(To-do list):
1. Output the part of the OpenMP notes word for word, beginning at the words "openMP support in" and stopping after the words "process (master thread)".
2. List every feature that the OpenMP notes say versions 4.0, 4.5 and 5.0 add support for.
3. Extend the OpenMP notes, picking up right after their final line.

(Extracted text):
-- start --

Indice
OpenMP
Tutorials, external links
What is openMP
OpenMP adds constructs for shared-memory threading to C, C++ and Fortran
Fork–Join Model:
Consists of Compiler directives, runtime routines and environment variables
Version 4.0 (July 2013), 4.5 (Nov 2015 ) and 5.0 (Nov 2018) add support for accelerators (target directives), vectorization (SIMD directives), thread affinity and cancellation.
openMP support in the C/C++ Compilers
https://www.openmp.org/resources/openmp-compilers-tools/
GCC: From GCC 6.1, OpenMP 4.5 is fully supported for C and C++
echo |cpp -fopenmp -dM |grep -i open #define _OPENMP 201511
Go to openMP Specifications to discover the mapping between the date provided and the actual OpenMP version number
How to compile with openMP library
Compile with -fopenmp on Linux
Execution model
Begin execution as a single process (master thread)

-- end --

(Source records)
-- start --

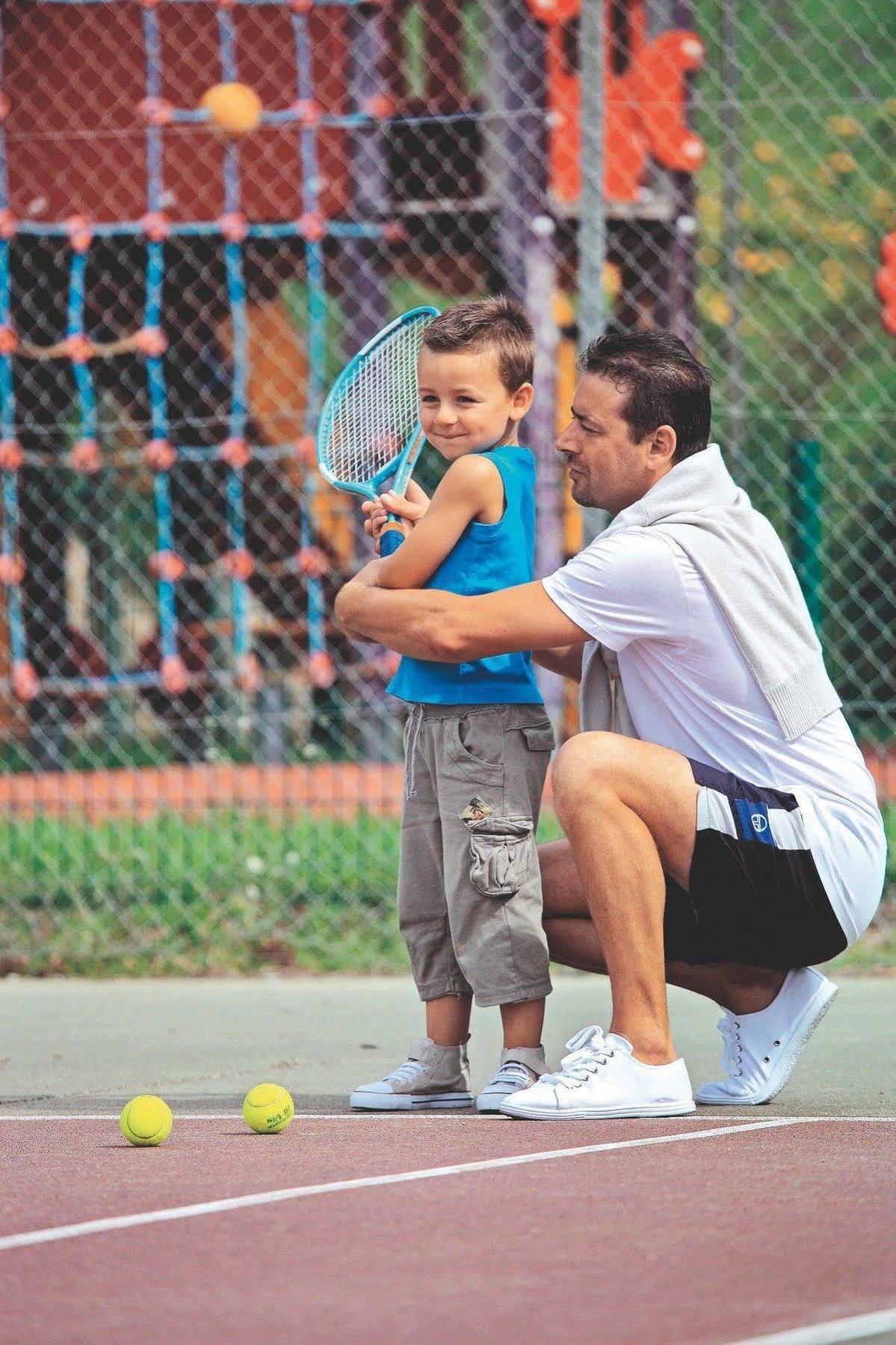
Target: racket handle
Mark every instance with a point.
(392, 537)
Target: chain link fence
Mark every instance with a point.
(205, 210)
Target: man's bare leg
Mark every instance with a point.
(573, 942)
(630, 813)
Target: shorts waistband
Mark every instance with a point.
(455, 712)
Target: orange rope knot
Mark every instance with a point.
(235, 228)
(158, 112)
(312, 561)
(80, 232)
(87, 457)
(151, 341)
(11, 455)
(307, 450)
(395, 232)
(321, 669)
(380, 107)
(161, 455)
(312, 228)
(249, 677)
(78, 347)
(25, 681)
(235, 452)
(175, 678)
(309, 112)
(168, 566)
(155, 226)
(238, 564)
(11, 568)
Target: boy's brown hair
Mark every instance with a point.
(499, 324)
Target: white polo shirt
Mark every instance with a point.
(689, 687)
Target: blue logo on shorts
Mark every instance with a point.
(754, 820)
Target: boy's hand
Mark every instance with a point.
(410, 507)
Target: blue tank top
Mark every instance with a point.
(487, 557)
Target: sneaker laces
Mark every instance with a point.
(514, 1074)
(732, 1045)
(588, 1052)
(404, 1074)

-- end --

(Answers by task):
1.
openMP support in the C/C++ Compilers
https://www.openmp.org/resources/openmp-compilers-tools/
GCC: From GCC 6.1, OpenMP 4.5 is fully supported for C and C++
echo |cpp -fopenmp -dM |grep -i open #define _OPENMP 201511
Go to openMP Specifications to discover the mapping between the date provided and the actual OpenMP version number
How to compile with openMP library
Compile with -fopenmp on Linux
Execution model
Begin execution as a single process (master thread)

2.
- Accelerators (target directives)
- Vectorization (SIMD directives)
- Thread affinity
- Cancellation

3.
Start of a parallel construct (using special directives): Master thread creates team of threads
Fork-join model of parallel execution
Execution Example
program ex1.c
#include <omp.h> #include <stdio.h> main() { int var1, var2, var3; //Serial code executed by master thread #pragma omp parallel private(var1, var2) shared(var3) //openMP directive { // Parallel section executed by all threads printf("hello from %d of %d\n", omp_get_thread_num(), omp_get_num_threads()); // omp_get_thread_num() and omp_get_num_threads() are openMP routines } // Resume serial code executed by master thread }
Run gcc with the -fopenmp flag:
gcc -O2 -fopenmp ex1.c
Beware: If you forget -fopenmp, then all OpenMP directives are ignored!
How Many Threads?
The default threads number is the number of processors of the node (see /proc/cpuinfo)
To control the number of threads used to run an OpenMP program, set the OMP_NUM_THREADS environment variable:
% ./a.out hello from 0 of 2 hello from 1 of 2 % env OMP_NUM_THREADS=3 ./a.out hello from 2 of 3 hello from 0 of 3 hello from 1 of 3
The threads number can be imposed with a openMP routine:
omp_set_num_threads(4);
OpenMP variables
Variables outside a parallel are shared, and variables inside a parallel are private (allocated in the thread stack)
Programmers can modify this default through the private() and shared() clauses:
Program ex2.c
#include <omp.h> #include <stdio.h> int main() { int t, j, i; #pragma omp parallel private(t, i) shared(j) { t = omp_get_thread_num(); printf("running %d\n", t); for (i = 0; i < 1000000; i++) j++; /* race! */ printf("ran %d\n", t); } printf("%d\n", j); }
gcc -O2 -fopenmp ex2.c
./a.out
It is the programmer's responsibility to ensure that multiple threads properly access SHARED variables (such as via CRITICAL sections)
OpenMP timing
Elapsed wall clock time can be taken using omp_get_wtime()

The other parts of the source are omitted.